▸ SUPPLIED PASSAGE
That promised post is still in preparation, and I will present it when I’m satisfied with it.

In preparing that post, I watched through several instructional videos and CTC interviews again.

While re-watching Shawn Lane’s Power Licks for the first time in a while, I realized something about his fretting sequences that I felt was extremely interesting, and which I’d like to share here. I have other observations regarding his picking which I’ll discuss elsewhere.

The concept I’d like to share here is something I’ve decided to call an Efficient Digital Cycle. Before I go in depth about it, I’d like to draw an analogy with something the community here is familiar with, being alternate picking and the problem of string-hopping.

An efficient alternate picking cycle requires that the downstrokes and upstrokes use antagonistic muscles. With a string-hopping movement, the upstroke and downstroke use the same muscle to escape the strings. The result is a much lower potential speed, and increased fatigue and strain in the picking hand. Making the string-hopping movement smaller doesn’t fix the problem.

I’ve long been critical of the idea of economy of movement. Making an inefficient movement smaller does not make that movement efficient, and focusing on making small movements is detrimental to learning to make efficient movements.

The idea is not an economy of movement, where we determine cost whether a movement is large or small, but an economy of movements, where we acknowledge that there is an abundance of different movements available to us, with different costs, in different currencies, and we endeavor to achieve our goals using a movement which is inexpensive to us in terms of the currencies we have available at that time. Cheap for gold is still expensive for silver.

So, with that in mind, let’s consider fretting cycles. A fretting cycle is a repeating sequence of fretting digits. The cycle length is the number of notes that it takes for the cycle of fretting digits to repeat.

For example, consider the following exercise. We play with one finger per fret (on any string) and repeat

-5-6-5-7-5-8-6-7-6-8-7-8-(repeat)   

Here, we have a cycle of length 12;

(1 2 1 3 1 4 2 3 2 4 3 4)

▸ REQUIRED WORK
For each of these statements, answer yes or no for whether it agrees with the passage on fretting cycles, and quote the words from the passage that decide it. 1. In a string-hopping movement, the upstroke and downstroke use the same muscle. 2. Making a string-hopping movement smaller solves its problem. 3. The sample exercise has a cycle length of 12. The items that come after the passage on fretting cycles are separate material.

▸ GIVEN ENTRIES
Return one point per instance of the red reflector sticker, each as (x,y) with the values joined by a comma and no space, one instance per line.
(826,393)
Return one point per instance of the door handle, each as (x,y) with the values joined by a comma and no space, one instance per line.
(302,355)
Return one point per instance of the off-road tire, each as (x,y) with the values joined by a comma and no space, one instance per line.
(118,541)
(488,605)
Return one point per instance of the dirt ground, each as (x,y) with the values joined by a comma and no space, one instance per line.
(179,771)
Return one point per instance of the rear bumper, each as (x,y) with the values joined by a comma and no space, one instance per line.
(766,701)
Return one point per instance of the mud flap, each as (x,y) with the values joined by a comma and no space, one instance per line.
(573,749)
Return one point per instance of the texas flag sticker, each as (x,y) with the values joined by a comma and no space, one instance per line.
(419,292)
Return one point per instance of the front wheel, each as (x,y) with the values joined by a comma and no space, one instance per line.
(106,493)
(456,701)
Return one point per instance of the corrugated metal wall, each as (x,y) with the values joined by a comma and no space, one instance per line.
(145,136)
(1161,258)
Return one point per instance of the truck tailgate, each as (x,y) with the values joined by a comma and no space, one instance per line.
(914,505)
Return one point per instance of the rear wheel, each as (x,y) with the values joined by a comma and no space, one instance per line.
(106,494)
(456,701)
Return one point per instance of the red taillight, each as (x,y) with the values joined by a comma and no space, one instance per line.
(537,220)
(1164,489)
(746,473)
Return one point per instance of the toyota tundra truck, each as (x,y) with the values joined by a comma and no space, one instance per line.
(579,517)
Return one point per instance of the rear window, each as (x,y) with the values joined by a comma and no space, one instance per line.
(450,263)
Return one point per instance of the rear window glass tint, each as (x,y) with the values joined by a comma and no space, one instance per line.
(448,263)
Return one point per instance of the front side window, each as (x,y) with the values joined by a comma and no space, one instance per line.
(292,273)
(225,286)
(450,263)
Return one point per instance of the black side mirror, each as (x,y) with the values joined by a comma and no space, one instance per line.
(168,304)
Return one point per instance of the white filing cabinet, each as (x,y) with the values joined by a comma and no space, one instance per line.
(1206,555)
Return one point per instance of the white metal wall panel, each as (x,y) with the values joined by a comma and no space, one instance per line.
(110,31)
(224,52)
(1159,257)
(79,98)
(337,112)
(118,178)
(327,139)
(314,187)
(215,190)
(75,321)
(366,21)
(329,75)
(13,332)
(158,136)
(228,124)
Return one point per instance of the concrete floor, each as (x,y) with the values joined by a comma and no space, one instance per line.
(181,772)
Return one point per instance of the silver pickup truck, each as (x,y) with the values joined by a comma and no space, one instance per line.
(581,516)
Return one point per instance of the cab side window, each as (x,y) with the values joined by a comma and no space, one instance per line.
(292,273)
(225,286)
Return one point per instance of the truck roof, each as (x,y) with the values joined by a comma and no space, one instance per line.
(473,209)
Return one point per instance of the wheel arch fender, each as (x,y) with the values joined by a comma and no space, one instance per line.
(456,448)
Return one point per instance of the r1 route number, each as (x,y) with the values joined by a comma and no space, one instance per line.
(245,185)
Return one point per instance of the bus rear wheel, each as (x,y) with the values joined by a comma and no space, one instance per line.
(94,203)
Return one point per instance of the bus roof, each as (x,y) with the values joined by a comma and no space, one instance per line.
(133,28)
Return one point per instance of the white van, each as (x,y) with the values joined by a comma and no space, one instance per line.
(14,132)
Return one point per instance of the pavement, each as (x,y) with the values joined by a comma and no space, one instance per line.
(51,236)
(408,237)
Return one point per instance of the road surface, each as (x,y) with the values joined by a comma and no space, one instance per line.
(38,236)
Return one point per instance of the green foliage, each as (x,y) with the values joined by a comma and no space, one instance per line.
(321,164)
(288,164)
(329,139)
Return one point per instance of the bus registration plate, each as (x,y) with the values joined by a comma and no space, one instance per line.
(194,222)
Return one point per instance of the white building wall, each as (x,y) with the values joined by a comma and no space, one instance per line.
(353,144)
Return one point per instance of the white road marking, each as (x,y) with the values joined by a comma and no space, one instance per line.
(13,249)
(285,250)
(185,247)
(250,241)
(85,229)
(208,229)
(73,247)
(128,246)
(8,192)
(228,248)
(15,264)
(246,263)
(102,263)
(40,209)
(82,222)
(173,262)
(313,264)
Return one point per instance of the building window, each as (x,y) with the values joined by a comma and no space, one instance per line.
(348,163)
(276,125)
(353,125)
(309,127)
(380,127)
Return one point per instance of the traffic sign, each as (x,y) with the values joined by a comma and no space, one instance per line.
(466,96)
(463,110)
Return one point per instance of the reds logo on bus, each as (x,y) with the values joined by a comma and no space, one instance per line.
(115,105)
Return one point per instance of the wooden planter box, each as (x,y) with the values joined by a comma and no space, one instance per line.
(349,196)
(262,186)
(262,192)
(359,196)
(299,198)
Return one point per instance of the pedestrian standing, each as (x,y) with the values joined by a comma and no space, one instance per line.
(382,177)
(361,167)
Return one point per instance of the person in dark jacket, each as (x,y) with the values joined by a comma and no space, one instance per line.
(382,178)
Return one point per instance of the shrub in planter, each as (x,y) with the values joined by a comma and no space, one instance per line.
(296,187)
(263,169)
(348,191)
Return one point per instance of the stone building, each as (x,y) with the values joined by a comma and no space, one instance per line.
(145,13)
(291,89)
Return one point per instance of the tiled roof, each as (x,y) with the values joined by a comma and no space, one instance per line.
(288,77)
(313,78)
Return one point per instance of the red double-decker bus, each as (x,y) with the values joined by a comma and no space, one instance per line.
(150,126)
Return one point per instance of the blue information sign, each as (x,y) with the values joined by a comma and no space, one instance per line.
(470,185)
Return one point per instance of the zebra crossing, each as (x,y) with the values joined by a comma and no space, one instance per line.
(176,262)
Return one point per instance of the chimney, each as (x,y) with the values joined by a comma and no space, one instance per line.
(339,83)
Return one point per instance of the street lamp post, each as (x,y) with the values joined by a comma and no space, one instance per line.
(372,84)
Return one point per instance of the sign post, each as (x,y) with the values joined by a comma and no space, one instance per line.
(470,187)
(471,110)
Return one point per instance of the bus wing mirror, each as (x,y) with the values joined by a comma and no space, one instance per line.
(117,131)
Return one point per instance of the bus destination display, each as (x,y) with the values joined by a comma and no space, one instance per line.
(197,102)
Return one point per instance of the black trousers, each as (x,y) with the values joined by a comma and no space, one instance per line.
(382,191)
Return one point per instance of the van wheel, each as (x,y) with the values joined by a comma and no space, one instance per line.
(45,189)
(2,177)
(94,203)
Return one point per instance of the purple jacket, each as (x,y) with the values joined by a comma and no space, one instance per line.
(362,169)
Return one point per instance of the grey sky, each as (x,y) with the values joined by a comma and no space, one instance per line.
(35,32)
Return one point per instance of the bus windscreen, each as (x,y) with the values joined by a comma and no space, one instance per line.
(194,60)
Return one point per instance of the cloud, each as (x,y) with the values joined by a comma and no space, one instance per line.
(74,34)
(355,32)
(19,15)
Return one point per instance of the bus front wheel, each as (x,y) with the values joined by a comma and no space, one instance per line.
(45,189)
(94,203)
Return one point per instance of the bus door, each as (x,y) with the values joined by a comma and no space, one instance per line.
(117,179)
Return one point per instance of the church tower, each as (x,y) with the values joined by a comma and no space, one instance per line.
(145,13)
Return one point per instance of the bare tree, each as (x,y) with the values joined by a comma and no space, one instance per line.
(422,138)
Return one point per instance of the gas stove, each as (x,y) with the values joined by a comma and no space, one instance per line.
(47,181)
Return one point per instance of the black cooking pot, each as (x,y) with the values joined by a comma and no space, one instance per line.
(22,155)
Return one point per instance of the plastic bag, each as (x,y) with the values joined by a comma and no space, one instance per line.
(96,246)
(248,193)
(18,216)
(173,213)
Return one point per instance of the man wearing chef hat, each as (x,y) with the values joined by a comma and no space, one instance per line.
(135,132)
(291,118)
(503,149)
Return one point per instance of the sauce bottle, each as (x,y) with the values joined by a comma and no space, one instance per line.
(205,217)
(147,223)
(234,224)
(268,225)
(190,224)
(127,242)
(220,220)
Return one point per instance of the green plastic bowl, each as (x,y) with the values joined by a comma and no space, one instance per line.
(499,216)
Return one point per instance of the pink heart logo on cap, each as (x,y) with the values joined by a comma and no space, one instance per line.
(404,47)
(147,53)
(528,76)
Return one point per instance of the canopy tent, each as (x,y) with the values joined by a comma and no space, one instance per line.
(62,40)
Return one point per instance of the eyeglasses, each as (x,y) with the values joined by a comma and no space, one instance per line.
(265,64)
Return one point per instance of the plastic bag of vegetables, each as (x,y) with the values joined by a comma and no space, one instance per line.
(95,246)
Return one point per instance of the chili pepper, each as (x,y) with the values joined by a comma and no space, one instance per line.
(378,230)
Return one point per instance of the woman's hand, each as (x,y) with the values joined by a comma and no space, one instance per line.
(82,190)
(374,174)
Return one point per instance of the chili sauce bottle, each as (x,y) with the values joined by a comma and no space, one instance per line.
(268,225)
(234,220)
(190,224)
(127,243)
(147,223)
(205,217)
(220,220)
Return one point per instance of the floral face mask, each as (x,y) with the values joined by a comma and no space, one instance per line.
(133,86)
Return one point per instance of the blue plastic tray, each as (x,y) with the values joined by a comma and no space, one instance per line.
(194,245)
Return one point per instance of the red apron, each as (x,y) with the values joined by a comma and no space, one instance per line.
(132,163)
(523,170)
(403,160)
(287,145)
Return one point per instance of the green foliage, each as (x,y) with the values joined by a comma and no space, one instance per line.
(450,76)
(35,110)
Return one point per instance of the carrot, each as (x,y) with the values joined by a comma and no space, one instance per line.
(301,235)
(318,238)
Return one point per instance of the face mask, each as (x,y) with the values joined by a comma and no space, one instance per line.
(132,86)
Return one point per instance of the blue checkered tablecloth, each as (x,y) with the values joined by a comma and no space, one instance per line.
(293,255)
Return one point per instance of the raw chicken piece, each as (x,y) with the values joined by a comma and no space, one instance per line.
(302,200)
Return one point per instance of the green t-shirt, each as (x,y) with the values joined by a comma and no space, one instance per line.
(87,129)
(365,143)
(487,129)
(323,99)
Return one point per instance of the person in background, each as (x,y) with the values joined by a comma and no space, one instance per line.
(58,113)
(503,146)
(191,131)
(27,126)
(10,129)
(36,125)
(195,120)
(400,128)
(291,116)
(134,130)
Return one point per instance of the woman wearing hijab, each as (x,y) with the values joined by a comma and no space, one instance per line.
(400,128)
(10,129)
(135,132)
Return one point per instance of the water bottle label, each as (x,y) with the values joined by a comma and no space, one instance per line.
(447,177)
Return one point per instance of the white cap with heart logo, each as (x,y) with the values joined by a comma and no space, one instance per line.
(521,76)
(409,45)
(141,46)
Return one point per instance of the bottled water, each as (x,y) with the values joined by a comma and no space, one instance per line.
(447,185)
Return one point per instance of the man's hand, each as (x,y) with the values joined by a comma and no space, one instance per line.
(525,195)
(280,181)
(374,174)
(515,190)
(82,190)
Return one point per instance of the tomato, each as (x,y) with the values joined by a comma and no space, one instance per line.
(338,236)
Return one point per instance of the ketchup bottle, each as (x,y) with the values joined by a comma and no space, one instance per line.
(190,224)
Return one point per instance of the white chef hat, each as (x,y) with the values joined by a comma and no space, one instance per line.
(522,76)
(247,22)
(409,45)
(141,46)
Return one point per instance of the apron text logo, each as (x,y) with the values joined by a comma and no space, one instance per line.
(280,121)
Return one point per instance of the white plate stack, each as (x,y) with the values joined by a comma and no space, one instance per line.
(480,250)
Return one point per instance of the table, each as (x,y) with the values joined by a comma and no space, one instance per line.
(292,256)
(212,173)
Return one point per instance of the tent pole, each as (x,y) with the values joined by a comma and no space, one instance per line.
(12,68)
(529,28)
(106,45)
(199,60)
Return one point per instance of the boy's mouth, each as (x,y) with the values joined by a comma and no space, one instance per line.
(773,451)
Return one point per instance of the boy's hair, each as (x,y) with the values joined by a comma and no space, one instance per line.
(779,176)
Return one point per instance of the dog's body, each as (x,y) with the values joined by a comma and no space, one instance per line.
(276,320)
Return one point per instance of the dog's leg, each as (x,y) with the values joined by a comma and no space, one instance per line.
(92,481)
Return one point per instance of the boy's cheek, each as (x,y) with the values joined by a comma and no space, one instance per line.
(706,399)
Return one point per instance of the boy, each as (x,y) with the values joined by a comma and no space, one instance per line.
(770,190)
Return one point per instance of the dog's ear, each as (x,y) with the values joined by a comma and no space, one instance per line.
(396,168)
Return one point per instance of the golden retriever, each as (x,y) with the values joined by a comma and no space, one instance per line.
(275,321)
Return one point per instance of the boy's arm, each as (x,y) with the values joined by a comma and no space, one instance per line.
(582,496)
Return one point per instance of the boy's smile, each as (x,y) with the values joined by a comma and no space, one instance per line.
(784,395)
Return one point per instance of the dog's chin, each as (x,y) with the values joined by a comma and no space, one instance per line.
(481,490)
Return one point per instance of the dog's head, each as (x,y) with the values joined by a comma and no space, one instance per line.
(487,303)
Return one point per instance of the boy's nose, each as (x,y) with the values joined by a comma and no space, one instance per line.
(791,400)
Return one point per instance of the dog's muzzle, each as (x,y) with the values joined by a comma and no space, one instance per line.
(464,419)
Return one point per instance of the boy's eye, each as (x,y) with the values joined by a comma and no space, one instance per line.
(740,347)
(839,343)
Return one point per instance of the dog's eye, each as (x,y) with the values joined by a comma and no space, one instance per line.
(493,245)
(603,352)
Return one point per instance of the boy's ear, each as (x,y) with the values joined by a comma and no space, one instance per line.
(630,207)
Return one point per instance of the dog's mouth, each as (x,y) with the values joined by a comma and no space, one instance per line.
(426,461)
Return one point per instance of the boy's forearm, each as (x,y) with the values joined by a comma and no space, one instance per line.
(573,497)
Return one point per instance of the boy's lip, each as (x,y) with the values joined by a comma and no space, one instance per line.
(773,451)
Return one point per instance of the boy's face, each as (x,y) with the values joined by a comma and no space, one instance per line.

▸ THE RESPONSE
1. Yes: "With a string-hopping movement, the upstroke and downstroke use the same muscle to escape the strings."
2. No: "Making the string-hopping movement smaller doesn’t fix the problem."
3. Yes: "Here, we have a cycle of length 12;"